— WORK TO COMPLETE —
a - Answer these from the recommendation-model text, each on its own line marked (i), (ii), (iii):
(i) What does Figure 3 show?
(ii) Which alternative classifiers does the text name?
(iii) What kind of network is the AutoRec architecture said to be?
b - Quote the portion of the recommendation-model text that begins with the words containing "Figure 1: time" and ends with "scenarios in e-commerce.".
c - Translate this sentence from the recommendation-model text into Spanish: "It is designed to accept both an item-based and user-based autoencoder."

— TEXT SHOWN —

Figure 1: time series analysis - daily online product shopping
Figure 2: time series analysis - monthly online product shopping
Figure 3: user interest analysis

Proposed Model

Our developed AI model utilizes deep neural networks (DNN) to implement a collaborative filtering-based algorithm, aimed at achieving predictive analysis for product recommendation. This innovative approach combines DNN—a robust machine learning architecture—with the word2vec mechanism to effectively analyze user click-based features. To broaden the perspective, we also explore alternative classifiers such as XGBoost, Random Forest, and Support Vector Machine (SVM). These alternatives provide varied approaches to classification, each with its unique strengths, thereby enriching our model’s capability to adapt to different predictive analysis scenarios in e-commerce.

Specifically, we employed the AutoRec architecture [5] which is a denoising autoencoder network with a collaborative filtering model. It can be used to learn lower-dimensional feature representations at the bottleneck layer, or to fill the blanks of the interaction matrix directly in the reconstruction layer. It is designed to accept both an item-based and user-based autoencoder. It takes in the latent vector of each item or user, maps it to the hidden layers and then attempts to reconstruct the item or user in the output layer, thereby predicting the ranking of products recommended to the user.

— DATASET EXTRACT —
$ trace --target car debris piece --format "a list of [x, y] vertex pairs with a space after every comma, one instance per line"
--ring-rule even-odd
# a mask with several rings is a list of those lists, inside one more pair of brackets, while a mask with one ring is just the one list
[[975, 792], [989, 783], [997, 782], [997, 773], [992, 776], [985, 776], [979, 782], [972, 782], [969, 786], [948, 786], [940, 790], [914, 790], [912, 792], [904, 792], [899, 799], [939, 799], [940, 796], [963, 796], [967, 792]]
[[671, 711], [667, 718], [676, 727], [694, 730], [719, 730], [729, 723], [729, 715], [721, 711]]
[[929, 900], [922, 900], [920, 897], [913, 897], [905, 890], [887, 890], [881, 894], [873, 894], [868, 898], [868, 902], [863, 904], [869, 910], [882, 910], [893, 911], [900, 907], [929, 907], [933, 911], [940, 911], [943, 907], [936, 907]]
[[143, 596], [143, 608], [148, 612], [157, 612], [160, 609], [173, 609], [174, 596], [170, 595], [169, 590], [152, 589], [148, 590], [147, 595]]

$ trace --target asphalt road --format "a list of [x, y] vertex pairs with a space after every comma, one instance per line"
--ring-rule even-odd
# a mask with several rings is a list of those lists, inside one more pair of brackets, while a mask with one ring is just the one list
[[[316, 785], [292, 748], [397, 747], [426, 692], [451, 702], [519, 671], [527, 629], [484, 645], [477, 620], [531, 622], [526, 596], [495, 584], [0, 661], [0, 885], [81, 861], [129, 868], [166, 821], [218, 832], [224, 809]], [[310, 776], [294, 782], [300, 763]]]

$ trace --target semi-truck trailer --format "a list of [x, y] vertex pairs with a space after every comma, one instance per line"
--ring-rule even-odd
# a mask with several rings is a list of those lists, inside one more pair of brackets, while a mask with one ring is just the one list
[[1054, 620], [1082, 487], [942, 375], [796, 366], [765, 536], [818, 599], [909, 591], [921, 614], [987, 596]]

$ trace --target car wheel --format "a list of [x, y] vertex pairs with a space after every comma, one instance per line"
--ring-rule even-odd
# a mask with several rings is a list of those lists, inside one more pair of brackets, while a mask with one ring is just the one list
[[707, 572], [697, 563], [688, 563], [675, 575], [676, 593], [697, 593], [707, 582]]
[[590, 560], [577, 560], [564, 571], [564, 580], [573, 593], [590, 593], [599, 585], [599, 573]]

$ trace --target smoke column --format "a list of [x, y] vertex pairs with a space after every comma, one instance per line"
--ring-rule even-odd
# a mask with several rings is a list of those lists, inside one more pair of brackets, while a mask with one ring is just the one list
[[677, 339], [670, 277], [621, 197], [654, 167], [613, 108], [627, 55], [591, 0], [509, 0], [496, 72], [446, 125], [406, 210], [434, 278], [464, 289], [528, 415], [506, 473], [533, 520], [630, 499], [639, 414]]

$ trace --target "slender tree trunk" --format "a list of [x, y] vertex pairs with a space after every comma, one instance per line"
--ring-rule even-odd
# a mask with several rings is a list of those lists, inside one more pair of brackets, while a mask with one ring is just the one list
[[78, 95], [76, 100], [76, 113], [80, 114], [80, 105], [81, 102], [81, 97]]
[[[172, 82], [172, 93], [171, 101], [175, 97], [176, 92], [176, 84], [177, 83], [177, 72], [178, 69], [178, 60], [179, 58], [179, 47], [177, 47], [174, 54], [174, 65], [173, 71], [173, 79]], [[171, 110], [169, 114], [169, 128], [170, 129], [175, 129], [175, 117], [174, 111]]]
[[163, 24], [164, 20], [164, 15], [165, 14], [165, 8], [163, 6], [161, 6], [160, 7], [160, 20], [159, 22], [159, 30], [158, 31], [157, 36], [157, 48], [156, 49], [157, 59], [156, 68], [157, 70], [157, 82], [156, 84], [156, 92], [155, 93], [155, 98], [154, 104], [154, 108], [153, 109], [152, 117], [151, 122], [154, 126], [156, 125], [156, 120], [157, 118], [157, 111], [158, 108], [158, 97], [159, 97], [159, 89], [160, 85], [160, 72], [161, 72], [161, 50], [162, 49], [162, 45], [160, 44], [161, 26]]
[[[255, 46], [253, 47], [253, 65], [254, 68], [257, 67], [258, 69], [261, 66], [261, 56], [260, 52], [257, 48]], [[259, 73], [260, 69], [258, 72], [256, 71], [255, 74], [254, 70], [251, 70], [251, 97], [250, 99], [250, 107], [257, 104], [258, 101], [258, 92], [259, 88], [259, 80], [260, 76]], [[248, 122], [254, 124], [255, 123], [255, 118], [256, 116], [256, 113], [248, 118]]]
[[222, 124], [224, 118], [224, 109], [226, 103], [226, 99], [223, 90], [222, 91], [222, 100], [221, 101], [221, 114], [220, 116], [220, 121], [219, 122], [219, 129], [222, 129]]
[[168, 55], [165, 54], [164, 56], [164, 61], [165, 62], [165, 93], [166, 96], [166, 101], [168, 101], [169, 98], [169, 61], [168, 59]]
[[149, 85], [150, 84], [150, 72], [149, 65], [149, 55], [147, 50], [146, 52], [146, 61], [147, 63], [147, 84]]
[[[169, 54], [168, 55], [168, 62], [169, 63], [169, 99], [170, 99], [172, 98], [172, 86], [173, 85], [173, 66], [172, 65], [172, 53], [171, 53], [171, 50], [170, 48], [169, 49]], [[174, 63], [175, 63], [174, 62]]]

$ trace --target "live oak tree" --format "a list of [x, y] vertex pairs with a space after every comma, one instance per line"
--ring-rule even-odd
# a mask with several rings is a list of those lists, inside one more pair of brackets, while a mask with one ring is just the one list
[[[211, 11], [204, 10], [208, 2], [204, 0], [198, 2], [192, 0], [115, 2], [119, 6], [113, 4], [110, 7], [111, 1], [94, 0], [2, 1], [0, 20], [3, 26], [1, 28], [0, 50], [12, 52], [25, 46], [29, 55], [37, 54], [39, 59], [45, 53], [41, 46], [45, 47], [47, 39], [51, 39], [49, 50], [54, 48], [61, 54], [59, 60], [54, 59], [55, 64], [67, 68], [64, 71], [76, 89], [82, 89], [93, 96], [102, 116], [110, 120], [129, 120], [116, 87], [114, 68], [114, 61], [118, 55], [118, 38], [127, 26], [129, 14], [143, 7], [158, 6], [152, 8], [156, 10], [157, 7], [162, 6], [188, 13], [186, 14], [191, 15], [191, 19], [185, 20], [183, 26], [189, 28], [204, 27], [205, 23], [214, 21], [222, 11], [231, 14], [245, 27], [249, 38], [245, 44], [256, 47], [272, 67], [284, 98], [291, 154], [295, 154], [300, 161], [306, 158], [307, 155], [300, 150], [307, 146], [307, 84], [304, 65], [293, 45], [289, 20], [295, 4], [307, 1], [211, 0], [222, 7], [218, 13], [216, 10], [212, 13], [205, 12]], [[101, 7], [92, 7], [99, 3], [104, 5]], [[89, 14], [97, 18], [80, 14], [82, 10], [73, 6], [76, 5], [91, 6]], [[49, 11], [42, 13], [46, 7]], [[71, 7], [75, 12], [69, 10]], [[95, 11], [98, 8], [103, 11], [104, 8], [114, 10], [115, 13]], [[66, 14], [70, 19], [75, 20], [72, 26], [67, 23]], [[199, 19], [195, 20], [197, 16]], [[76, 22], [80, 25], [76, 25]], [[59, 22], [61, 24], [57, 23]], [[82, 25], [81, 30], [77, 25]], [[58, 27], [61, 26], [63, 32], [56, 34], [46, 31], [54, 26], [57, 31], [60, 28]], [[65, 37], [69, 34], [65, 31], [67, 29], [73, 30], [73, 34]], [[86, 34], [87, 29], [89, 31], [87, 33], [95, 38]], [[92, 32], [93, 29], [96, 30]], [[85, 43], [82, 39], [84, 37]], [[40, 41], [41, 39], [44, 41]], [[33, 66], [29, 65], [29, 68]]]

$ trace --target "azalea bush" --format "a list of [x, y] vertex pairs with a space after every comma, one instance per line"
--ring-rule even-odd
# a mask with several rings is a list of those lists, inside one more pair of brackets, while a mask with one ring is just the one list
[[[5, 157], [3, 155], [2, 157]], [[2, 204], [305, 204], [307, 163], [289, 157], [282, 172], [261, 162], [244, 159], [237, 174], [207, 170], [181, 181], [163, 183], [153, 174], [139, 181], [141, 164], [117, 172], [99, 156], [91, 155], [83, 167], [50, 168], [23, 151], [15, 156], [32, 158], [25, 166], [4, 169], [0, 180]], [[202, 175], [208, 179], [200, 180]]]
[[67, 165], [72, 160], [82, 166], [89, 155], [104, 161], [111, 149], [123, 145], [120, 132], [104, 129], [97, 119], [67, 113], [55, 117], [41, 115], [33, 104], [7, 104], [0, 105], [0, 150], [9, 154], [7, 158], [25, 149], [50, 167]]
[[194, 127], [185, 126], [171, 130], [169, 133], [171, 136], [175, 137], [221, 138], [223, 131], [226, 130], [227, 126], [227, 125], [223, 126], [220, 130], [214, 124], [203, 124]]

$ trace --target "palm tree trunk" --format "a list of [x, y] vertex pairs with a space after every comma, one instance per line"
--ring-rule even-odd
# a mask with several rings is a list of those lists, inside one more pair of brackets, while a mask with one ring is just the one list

— ANSWERS PROVIDED —
a -
(i) User interest analysis.
(ii) XGBoost, Random Forest, and Support Vector Machine (SVM).
(iii) A denoising autoencoder network with a collaborative filtering model.

b -
Figure 1: time series analysis - daily online product shopping
Figure 2: time series analysis - monthly online product shopping
Figure 3: user interest analysis

Proposed Model

Our developed AI model utilizes deep neural networks (DNN) to implement a collaborative filtering-based algorithm, aimed at achieving predictive analysis for product recommendation. This innovative approach combines DNN—a robust machine learning architecture—with the word2vec mechanism to effectively analyze user click-based features. To broaden the perspective, we also explore alternative classifiers such as XGBoost, Random Forest, and Support Vector Machine (SVM). These alternatives provide varied approaches to classification, each with its unique strengths, thereby enriching our model’s capability to adapt to different predictive analysis scenarios in e-commerce.

c - Está diseñado para aceptar un autocodificador tanto basado en ítems como basado en usuarios.